THE PROBLEM: Give the stretch of the listing below, from the line containing "276L481 275L479 282L486" through the end of the listing, as a Markdown table with the columns Row and Line. Number each line and leave out blank lines.
___ SUPPLIED RECORDS
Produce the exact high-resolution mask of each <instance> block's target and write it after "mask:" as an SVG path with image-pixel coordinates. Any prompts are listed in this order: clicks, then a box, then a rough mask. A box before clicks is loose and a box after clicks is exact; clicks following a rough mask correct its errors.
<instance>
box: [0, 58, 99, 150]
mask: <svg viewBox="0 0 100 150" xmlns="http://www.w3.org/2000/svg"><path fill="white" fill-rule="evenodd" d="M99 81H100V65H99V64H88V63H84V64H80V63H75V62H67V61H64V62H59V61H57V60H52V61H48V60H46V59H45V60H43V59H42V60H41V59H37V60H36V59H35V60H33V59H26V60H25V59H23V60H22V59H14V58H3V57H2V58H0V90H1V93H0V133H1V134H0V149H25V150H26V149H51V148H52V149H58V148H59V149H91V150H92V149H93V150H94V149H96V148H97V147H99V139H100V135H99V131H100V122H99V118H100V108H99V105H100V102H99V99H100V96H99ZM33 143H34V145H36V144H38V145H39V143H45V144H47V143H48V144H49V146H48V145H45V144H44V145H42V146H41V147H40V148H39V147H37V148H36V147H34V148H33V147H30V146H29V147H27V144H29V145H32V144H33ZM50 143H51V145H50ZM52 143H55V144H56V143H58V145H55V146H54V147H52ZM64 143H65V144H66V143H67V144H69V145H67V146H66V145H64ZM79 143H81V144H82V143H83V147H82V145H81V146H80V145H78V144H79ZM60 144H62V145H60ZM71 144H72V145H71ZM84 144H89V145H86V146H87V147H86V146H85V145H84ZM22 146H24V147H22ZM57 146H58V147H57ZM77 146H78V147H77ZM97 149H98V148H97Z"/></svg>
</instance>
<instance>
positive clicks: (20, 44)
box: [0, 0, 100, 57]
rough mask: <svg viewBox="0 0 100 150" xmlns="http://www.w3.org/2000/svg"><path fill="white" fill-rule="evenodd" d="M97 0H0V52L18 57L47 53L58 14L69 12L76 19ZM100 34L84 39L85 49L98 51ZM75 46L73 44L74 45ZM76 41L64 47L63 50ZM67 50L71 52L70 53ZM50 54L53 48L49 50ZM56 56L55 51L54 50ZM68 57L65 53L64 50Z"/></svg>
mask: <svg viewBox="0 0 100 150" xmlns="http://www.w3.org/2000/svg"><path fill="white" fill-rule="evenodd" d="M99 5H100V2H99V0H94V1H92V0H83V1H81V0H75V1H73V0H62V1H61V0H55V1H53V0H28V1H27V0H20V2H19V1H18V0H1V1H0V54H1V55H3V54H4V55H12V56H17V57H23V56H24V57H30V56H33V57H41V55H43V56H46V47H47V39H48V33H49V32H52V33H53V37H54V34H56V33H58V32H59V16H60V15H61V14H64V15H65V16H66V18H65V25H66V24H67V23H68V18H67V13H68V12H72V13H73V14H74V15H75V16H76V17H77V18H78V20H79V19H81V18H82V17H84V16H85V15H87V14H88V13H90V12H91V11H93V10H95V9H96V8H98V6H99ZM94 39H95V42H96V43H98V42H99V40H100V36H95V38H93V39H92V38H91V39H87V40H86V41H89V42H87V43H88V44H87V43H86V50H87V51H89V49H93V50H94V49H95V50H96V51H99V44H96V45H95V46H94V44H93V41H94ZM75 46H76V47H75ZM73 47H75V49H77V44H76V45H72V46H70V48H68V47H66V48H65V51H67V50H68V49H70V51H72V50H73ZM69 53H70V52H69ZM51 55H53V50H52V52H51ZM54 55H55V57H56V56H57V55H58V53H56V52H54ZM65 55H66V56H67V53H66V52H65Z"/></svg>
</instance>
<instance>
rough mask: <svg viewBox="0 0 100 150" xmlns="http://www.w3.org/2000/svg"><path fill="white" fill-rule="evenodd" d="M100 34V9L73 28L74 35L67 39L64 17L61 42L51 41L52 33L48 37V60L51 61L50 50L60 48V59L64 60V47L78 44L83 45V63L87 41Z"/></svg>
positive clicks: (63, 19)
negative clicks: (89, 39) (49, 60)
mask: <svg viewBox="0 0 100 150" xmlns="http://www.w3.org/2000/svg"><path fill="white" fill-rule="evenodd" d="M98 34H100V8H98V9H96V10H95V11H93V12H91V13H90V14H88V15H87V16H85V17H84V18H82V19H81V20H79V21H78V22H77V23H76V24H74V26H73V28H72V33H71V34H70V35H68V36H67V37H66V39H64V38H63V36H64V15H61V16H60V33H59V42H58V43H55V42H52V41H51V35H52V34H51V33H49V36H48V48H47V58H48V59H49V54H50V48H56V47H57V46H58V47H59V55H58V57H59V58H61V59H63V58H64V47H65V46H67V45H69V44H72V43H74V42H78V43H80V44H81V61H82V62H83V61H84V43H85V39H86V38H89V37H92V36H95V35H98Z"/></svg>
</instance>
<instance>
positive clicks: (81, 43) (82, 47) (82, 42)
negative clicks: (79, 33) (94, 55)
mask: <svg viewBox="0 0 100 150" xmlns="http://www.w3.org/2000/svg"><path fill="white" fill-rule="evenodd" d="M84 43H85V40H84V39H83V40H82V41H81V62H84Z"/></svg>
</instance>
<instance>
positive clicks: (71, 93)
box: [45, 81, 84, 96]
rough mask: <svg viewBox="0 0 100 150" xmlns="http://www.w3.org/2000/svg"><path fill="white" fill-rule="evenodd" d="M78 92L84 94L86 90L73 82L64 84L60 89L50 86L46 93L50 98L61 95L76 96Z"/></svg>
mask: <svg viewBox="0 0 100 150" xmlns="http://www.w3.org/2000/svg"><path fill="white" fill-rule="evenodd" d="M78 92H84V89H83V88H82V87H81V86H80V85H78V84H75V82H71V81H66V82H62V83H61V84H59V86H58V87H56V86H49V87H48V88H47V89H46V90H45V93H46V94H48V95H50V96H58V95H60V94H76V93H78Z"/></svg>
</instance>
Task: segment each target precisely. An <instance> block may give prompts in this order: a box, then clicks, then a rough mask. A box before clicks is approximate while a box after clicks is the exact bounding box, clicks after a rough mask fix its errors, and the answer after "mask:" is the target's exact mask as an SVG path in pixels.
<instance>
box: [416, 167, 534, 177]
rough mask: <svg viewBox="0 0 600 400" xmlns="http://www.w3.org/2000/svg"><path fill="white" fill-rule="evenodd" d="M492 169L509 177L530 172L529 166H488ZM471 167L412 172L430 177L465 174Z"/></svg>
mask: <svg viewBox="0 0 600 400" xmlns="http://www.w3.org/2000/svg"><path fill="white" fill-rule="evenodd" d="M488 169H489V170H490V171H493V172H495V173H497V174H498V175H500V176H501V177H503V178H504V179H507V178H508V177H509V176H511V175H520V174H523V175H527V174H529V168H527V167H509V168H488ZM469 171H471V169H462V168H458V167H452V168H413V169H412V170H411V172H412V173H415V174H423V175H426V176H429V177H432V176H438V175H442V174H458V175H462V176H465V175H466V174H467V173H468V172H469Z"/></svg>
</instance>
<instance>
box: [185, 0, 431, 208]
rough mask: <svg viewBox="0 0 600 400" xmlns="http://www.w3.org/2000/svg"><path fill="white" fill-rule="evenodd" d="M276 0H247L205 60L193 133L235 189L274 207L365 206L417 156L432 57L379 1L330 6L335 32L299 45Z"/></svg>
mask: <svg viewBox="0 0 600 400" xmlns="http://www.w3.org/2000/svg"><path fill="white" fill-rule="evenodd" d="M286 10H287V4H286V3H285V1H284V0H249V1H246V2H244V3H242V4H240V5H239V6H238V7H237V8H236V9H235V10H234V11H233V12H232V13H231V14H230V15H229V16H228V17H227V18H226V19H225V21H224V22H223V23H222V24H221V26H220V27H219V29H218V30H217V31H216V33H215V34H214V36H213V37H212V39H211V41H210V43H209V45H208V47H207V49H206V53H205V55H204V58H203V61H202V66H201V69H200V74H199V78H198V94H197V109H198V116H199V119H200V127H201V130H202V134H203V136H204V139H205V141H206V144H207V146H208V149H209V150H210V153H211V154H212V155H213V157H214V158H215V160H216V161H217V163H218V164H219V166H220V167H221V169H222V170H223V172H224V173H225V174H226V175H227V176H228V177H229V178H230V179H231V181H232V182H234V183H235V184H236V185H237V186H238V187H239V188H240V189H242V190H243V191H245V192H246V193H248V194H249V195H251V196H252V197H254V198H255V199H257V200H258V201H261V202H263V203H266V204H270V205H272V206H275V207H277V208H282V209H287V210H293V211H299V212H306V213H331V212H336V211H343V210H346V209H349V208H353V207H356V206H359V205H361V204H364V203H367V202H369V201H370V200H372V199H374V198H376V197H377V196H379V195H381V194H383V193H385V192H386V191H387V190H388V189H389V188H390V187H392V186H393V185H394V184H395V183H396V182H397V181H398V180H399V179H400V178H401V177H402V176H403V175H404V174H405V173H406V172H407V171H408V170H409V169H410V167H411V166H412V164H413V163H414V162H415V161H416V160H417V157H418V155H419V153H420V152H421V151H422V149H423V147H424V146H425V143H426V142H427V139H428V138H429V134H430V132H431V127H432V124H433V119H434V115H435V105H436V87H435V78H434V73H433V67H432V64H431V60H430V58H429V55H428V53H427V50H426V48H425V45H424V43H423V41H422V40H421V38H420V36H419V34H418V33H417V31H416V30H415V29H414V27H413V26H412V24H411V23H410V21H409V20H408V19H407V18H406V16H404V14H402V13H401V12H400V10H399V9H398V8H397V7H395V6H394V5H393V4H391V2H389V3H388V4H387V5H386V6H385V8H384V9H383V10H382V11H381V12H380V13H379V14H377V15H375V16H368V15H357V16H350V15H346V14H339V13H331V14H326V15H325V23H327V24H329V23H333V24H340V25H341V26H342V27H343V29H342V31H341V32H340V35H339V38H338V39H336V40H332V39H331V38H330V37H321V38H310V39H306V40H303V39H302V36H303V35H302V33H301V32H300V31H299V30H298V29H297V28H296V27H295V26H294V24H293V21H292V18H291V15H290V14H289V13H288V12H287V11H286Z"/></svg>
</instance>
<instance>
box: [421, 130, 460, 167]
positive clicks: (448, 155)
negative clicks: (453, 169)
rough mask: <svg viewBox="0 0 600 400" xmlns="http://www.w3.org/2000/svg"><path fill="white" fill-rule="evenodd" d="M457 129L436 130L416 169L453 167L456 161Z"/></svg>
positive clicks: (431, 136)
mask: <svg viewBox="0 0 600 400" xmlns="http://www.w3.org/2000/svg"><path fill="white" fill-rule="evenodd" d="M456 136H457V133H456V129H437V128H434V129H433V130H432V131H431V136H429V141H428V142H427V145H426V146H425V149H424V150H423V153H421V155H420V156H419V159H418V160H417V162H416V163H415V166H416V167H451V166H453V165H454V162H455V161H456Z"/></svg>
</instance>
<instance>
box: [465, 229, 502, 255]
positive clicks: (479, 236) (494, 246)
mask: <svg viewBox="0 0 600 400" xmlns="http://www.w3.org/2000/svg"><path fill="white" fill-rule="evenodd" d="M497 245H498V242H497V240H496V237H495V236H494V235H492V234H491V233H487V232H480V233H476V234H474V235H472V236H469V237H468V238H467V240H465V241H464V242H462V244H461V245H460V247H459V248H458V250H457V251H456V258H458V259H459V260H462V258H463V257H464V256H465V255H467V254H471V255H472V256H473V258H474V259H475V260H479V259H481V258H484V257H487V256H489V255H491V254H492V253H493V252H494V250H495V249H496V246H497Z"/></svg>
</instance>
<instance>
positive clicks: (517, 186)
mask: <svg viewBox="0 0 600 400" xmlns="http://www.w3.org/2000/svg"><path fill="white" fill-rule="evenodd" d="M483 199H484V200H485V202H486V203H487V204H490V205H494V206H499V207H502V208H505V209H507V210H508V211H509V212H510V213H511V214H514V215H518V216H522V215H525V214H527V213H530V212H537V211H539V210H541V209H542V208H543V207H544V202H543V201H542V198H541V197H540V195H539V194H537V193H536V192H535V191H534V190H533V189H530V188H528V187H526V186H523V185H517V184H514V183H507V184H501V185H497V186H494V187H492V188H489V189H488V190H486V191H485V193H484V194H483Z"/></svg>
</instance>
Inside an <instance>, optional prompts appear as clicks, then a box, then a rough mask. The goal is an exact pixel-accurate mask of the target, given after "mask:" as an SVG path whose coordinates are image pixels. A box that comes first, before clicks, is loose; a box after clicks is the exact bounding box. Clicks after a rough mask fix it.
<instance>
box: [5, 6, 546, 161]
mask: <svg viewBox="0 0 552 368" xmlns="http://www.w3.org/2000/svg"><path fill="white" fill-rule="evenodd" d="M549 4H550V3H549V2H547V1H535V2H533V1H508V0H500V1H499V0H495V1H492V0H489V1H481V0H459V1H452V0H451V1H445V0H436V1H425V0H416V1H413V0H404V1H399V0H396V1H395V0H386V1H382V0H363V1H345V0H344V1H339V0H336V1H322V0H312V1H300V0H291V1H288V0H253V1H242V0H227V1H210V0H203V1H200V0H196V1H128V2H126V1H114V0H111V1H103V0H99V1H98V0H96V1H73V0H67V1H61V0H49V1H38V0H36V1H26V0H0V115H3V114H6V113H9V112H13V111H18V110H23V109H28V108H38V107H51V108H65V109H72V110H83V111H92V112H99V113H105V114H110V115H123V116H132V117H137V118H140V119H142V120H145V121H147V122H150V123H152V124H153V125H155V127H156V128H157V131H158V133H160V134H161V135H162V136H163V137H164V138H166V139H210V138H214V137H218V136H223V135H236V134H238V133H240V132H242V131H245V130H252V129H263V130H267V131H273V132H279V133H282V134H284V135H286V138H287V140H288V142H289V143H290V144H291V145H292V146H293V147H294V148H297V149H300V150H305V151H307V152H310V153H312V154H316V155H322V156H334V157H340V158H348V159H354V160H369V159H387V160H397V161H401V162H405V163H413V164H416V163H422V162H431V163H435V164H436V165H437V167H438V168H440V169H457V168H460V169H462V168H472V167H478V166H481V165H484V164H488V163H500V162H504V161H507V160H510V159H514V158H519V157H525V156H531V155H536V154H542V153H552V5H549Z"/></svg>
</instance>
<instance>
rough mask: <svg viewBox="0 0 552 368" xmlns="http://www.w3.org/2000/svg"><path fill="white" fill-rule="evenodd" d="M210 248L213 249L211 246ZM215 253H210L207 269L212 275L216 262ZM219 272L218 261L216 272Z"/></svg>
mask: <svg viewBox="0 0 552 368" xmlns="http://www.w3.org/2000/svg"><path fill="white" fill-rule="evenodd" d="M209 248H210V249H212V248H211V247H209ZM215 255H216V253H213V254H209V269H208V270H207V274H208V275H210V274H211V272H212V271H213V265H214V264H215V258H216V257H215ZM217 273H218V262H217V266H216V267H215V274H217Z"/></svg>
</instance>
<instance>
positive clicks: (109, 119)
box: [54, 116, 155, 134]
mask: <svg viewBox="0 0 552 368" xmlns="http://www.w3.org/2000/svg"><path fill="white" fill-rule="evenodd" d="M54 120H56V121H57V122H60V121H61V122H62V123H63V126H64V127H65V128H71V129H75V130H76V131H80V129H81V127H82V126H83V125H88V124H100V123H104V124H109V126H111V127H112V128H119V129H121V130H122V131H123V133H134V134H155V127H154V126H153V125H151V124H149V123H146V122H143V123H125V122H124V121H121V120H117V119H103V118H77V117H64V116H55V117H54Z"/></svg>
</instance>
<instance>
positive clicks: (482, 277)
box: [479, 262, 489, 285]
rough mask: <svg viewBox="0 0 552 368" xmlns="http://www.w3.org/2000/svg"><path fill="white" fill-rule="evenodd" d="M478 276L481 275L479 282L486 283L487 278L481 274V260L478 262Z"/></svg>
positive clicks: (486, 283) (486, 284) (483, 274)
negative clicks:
______
SOLUTION:
| Row | Line |
|---|---|
| 1 | rough mask: <svg viewBox="0 0 552 368" xmlns="http://www.w3.org/2000/svg"><path fill="white" fill-rule="evenodd" d="M478 276L481 275L479 282L486 283L487 278L481 274V260L478 262Z"/></svg> |
| 2 | positive clicks: (486, 283) (486, 284) (483, 274) |
| 3 | negative clicks: |